* Selected extract
○ ○ ○
An extra 7 billion € a year in investment would go a long way, even if divided out with direct operating costs for service increase. It’s around 250 km of tramway, or 50 km of U-Bahn – and at least the Berlin U-Bahn (I think also the others) operationally breaks even so once built it’s free money. In Berlin a pro-rated share – 300 million €/year – would be a noticeable addition to the city’s 2035 rail plan. Investment also has the habit to stick in the long term once built, which is especially good if the point is not to suppress short-term car traffic or to provide short-term fiscal stimulus to a 3% unemployment economy but to engage in long-term economic investment.
This is the fourth in a series of five (not four) posts about the poor state of political transit advocacy in the United States, following posts about the Green Line Extension in metro Boston, free public transport proposals, and federal aid to operations, to be followed by a post about how to do better instead.
I think very highly of Yonah Freemark. His academic and popular work on public transport and urbanism ranges from good to excellent, and a lot of my early thinking (and early writing!) on regional rail and high-speed rail owes a debt to him.
But I think he’s wrong in his proposal for a Green New Deal for transportation. This is a proposal by the Climate and Community Project (not the Urban Institute as I said in previous posts – sorry) to decarbonize transport in the United States, through fleet electrification and investments in public transport. Yonah is one of several authors; I identify him with the public transit-related parts of the report, but I want to make it clear that it’s the report I’m criticizing, regardless of who wrote what.
The fundamental problem of the CCP report is what I’ve been building up to in the last three posts in this series: it tries to please everybody by throwing money everywhere and making conflicting promises. The Green Line Extension was built this way under Deval Patrick, and costs ballooned, and what passed for discipline under Charlie Baker just reinforced the same long-term loss of state capacity that led to the cost explosion.
○ ○ ○
* Record set
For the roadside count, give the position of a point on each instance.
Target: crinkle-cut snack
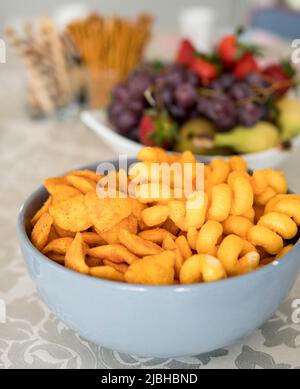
(130, 224)
(239, 223)
(41, 231)
(153, 270)
(71, 214)
(75, 255)
(138, 245)
(63, 192)
(105, 213)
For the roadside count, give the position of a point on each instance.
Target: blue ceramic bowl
(163, 322)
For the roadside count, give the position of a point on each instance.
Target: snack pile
(239, 223)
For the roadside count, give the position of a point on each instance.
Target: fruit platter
(221, 103)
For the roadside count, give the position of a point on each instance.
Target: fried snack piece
(170, 226)
(137, 245)
(41, 211)
(246, 264)
(87, 174)
(221, 199)
(184, 247)
(51, 182)
(208, 237)
(53, 234)
(192, 235)
(285, 251)
(58, 246)
(71, 214)
(156, 235)
(237, 225)
(114, 252)
(93, 261)
(93, 238)
(243, 196)
(279, 223)
(75, 255)
(83, 184)
(41, 231)
(177, 210)
(229, 251)
(63, 192)
(105, 213)
(154, 216)
(106, 272)
(121, 267)
(170, 245)
(58, 258)
(153, 270)
(212, 269)
(196, 209)
(63, 233)
(262, 236)
(191, 271)
(112, 236)
(238, 164)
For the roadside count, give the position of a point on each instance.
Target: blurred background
(64, 57)
(229, 12)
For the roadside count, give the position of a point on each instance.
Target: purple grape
(240, 90)
(192, 78)
(227, 80)
(126, 121)
(186, 95)
(137, 106)
(121, 92)
(174, 76)
(178, 113)
(249, 114)
(203, 105)
(166, 95)
(138, 84)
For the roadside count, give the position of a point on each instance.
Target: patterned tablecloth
(32, 336)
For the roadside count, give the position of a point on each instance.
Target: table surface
(32, 336)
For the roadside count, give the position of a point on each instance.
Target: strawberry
(185, 53)
(280, 76)
(247, 64)
(206, 70)
(231, 49)
(228, 50)
(157, 129)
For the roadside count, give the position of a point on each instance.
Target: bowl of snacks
(214, 105)
(163, 275)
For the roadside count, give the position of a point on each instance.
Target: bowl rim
(24, 239)
(88, 115)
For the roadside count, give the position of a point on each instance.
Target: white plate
(97, 121)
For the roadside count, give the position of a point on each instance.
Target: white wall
(229, 12)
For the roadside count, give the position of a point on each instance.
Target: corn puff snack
(238, 223)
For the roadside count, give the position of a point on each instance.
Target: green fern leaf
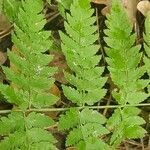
(11, 8)
(124, 57)
(37, 120)
(14, 122)
(80, 52)
(125, 120)
(84, 125)
(30, 64)
(147, 44)
(30, 78)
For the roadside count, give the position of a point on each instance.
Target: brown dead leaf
(5, 26)
(144, 7)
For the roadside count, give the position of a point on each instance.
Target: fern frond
(124, 58)
(125, 123)
(147, 44)
(31, 74)
(11, 8)
(80, 52)
(30, 77)
(86, 127)
(24, 132)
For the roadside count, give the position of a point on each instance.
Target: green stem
(64, 109)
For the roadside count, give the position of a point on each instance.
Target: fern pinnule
(80, 52)
(30, 77)
(123, 60)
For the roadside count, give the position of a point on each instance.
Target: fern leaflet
(123, 59)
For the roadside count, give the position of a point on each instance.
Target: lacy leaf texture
(30, 77)
(126, 72)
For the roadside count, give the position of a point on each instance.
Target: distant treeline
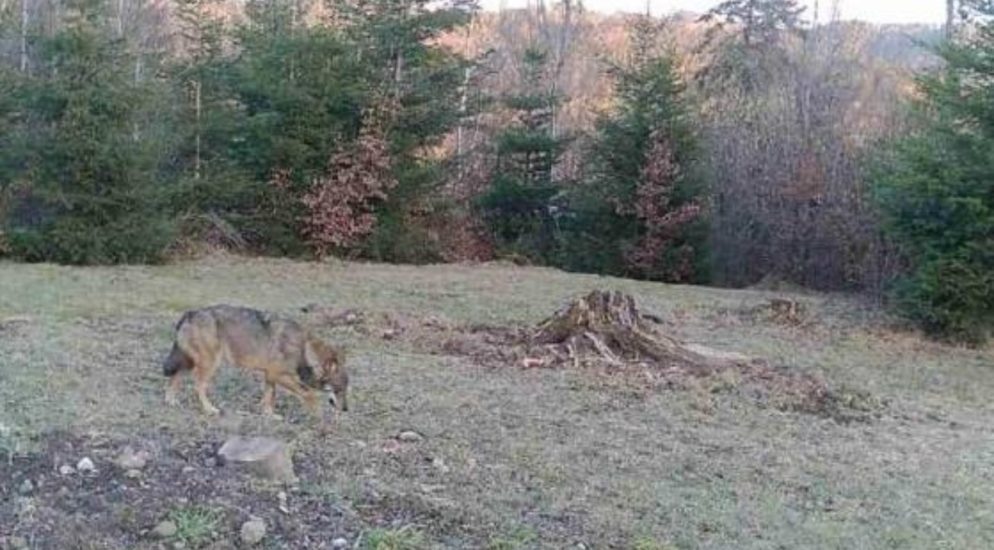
(743, 145)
○ ○ ○
* What is expected
In the passage on transit advocacy, how does the Climate and Community Project's proposal aim to decarbonize transport in the United States? Rely only on the passage above.

* Written answer
Through fleet electrification and investments in public transport.